Dauphin County Judge Todd Hoover unsealed documents in the case of Tyron Ali Thursday afternoon. (Click here to view)

Ali was the confidential informant the state used in the investigation. In 2009, he faced more than 2,000 criminal charges in a fraud case. In exchange for his cooperation, all the charges were dropped. But, until Thursday, the case file has been under seal.

The corruption investigation took place before current Attorney Gen. Kathleen Kane (D) took office. However, she declined to prosecute it, citing a variety of issues with how it was handled.

On Thursday, she criticized the deal with Tyron as the “deal of the century” and said the newly unsealed documents support her decision not to prosecute.

“The case was half-assed, quite honestly. The investigation was half-assed. It was poorly run,” said Kane.

In a document dated Sept. 12, 2013, Ali’s attorney Robert Levant writes, “As an agent of the (Office of the Attorney General), Mr. Ali paid cash bribes to eight Pennsylvania state representatives…”

When the Philadelphia Inquirer broke the story in March, the newspaper identified four of those politicians as Democratic state Reps. Ron Waters, Louise Bishop, Vanessa Lowery Brown and Michelle Brownlee. All either denied wrongdoing or ever taking money from Ali.

Ali also claims he gave gifts to another three state representatives, three lobbyists and a former Philadelphia Traffic Court judge. He also says he hosted a dinner with five state representatives “with whom he was to get acquainted at the direction of the (Office of Attorney General).”

• [Dataset extract]
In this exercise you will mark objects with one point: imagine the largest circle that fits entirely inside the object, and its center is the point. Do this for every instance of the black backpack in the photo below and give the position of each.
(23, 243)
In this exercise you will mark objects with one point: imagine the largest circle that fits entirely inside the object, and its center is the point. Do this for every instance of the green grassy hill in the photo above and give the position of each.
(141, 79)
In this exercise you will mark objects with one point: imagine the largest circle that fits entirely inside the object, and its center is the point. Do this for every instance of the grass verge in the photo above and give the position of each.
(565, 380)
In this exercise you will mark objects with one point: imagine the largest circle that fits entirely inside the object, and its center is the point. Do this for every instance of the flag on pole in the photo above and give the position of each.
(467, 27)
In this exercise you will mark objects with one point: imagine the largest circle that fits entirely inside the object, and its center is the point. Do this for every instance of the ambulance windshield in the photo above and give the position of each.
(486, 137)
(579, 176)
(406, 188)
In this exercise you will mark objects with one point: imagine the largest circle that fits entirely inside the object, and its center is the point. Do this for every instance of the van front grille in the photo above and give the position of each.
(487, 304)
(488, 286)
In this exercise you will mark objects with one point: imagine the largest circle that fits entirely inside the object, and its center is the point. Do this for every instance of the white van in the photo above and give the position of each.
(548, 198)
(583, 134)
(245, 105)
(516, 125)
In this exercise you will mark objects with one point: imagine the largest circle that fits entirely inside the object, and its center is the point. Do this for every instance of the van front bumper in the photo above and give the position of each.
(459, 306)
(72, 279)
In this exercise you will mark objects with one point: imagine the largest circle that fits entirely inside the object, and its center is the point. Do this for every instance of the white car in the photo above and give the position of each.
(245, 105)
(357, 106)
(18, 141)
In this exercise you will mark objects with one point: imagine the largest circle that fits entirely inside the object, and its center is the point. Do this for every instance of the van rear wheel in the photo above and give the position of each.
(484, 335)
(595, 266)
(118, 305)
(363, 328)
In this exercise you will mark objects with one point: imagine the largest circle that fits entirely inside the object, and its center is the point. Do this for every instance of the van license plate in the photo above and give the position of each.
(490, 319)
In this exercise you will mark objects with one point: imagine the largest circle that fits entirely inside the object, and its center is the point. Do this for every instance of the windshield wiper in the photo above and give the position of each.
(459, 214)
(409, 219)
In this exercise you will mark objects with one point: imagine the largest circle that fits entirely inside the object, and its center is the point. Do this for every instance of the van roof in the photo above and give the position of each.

• [Instructions for the task]
Write out the passage of the article on the unsealed Ali case file that runs between "The corruption investigation" and "it was handled.", inclusive.

• [Written answer]
The corruption investigation took place before current Attorney Gen. Kathleen Kane (D) took office. However, she declined to prosecute it, citing a variety of issues with how it was handled.